▸ Prompt
Omit the pictures and reproduce the rest of the listing exactly.

▸ Information supplied
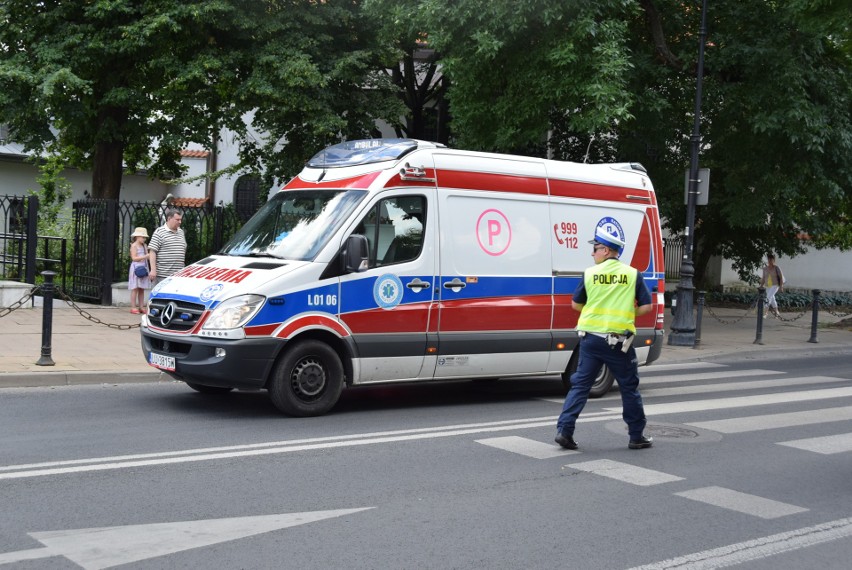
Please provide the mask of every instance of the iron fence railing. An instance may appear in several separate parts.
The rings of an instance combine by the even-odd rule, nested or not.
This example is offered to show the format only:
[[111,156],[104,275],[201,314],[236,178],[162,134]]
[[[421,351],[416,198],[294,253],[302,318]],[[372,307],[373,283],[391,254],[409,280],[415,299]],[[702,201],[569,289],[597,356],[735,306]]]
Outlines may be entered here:
[[683,262],[683,238],[665,238],[663,240],[663,254],[666,265],[666,280],[680,279],[680,265]]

▸ Task solution
Please provide the mask of every instance of the iron fence railing. An instance may appear in several separate parts.
The rings of an instance combine by the even-odd rule, nested or not.
This example is offered to show the format only:
[[111,156],[104,275],[201,314],[236,178],[162,134]]
[[[421,351],[416,198],[294,253],[302,318]],[[372,307],[373,283],[391,254],[409,280],[415,299]],[[702,201],[569,289],[597,356],[735,306]]]
Outlines may be entered here:
[[683,262],[683,238],[665,238],[663,240],[663,254],[666,265],[666,280],[680,279],[680,265]]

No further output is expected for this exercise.